Faşist suçları silmek ve burayı komünizmin hayali suçları için kullanmak üzere Hırvatistan devleti 2011’de Stara Gradiska kampına (Jasenovac kamplar kompleksinin bir parçası) ‘Stara Gradiska hapishanesinde yok olan siyasi tutukluların ve komünist rejimin kurbanlarının anısına’ diye bir plaket astı.

Burada hapishane kelimesinin kamp yerine kullanılmış olması önemli çünkü anmayı savaş öncesi ve sonrası döneme, alanın normal bir ceza hapishane olarak kullanıldığı zamanlara çekiyor. Bu şekilde İkinci Dünya Savaşı sırasında 12 bin Sırp, Yahudi, Roman ve diğer Bağımsız Hırvat Devleti düşmanlarının yok edildiği Ustaşa ölüm kampından uzaklaştırıyor. Bu kampta öldürülenler büyük oranda kadın ve çocuklardı.

2007’de asılan bir başka plak 1991-1995 arasında Sırpların yönettiği aynı alandaki bir kamptaki Hırvat tutukluları anıyor. 1996’da asılan üçüncü plaksa ‘Yugoslav kralı ve komünistleri’ tarafından hapsedilen ‘Hırvat yurtseverleri’ anıyor.

Benim babamın çocukken tutulduğu bu kampın İkinci Dünya Savaşı sırasında büyük bir toplama kampı olduğuna dair hiçbir belirti yok.

Holokost mekanlarının bu şekilde komünizmi gayrimeşru göstermek için kullanılması kesinlikle post-Yugoslav ülkelere has bir icat değil.

Bu ‘tarihi karalama projesi’ Doğu Avrupa’nın her yerinde var ve kendi sorunlarından ve yakın zamanlardaki savaşlarda ve katliamlarda olan sorumluluktan kaçmak için kullanılıyor. Bu karalama sorumlulukları örten bir ‘hafıza filtresi’ haline geldi. Böylece şu anın siyasi ortamına uymayan Nazi suçları ve özellikle Nazilerin komünistlere olan saldırıları kapatılıyor.

▸ Yapılacak iş
Okuma metnine göre Hırvatistan devleti Stara Gradiska kampına plaketi hangi yıl astı? Öğeler, okuma metninden ayrı bir malzemedir.

▸ Veriler
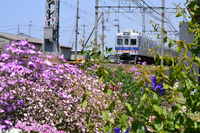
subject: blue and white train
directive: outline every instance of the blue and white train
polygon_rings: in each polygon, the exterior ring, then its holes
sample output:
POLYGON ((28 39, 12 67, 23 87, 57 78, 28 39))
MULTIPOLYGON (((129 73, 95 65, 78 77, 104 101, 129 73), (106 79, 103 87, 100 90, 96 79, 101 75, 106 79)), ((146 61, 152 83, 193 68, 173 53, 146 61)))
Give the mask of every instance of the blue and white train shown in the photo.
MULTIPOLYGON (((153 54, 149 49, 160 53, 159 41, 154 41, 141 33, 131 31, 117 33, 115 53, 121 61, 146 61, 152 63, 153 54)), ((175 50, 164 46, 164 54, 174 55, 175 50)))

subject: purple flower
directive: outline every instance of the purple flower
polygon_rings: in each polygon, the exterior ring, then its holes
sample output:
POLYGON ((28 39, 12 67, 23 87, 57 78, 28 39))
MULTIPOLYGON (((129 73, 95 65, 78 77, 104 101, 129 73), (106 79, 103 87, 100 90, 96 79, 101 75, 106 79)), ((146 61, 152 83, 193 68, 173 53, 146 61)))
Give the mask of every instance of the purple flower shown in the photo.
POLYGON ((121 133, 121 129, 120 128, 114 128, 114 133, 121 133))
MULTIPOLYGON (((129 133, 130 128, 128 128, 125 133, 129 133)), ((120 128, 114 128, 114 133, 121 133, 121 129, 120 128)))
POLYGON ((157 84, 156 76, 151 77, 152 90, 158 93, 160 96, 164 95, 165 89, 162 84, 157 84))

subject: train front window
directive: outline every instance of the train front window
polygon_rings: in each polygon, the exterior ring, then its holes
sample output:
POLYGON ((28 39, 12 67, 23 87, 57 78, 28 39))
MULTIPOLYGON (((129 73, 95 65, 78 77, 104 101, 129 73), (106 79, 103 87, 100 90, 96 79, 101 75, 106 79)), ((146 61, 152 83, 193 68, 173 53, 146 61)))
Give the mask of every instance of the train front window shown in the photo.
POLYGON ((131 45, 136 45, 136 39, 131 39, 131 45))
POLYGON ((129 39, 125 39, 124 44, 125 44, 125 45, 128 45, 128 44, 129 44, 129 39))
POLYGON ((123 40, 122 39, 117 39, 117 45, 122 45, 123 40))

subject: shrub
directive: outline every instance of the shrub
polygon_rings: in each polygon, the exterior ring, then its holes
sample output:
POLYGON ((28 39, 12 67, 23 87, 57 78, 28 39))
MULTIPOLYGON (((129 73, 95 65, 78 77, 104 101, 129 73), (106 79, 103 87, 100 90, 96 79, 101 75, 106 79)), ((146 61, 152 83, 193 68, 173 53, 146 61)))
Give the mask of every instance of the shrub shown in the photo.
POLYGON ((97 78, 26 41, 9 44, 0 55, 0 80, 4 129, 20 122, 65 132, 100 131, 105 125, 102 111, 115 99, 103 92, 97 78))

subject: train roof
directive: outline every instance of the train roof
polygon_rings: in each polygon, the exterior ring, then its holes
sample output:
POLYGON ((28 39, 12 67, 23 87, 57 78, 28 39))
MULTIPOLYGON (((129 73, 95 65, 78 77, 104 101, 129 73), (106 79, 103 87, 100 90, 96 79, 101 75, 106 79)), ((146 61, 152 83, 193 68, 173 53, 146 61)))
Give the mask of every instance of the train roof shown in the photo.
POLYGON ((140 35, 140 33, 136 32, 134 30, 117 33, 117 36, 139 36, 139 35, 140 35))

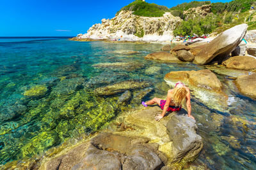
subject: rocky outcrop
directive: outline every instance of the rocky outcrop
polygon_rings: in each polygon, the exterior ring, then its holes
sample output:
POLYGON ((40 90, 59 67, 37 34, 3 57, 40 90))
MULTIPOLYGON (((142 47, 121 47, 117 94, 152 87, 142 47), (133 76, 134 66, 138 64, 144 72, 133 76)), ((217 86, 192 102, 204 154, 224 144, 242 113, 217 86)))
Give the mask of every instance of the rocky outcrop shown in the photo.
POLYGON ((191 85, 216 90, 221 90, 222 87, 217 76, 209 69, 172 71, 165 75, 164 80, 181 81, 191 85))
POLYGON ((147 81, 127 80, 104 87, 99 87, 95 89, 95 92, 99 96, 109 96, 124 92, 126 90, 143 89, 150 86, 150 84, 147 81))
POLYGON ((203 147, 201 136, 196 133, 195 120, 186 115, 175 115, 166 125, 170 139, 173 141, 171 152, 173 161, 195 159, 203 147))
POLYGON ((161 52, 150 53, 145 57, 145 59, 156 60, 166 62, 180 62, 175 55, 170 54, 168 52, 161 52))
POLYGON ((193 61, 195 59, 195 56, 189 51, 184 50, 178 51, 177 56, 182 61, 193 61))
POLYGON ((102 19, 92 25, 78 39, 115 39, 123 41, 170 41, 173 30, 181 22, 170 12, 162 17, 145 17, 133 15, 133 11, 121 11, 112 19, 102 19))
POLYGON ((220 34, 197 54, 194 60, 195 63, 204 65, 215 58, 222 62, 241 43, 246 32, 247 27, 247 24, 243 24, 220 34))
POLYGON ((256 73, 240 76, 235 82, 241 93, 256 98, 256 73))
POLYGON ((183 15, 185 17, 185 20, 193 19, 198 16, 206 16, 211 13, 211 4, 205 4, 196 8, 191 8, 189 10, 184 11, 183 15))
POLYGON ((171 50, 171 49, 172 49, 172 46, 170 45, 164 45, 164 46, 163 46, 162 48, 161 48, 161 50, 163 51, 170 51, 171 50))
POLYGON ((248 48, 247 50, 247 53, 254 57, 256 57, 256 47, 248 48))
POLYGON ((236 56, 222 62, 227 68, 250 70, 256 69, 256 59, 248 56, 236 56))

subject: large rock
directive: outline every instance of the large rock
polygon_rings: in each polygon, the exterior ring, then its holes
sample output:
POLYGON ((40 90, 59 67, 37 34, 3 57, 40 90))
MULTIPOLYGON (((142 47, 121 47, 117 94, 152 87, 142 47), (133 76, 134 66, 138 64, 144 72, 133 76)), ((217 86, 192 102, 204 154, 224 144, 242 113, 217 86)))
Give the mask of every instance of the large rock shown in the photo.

▸ Örnek çözüm
2011'de.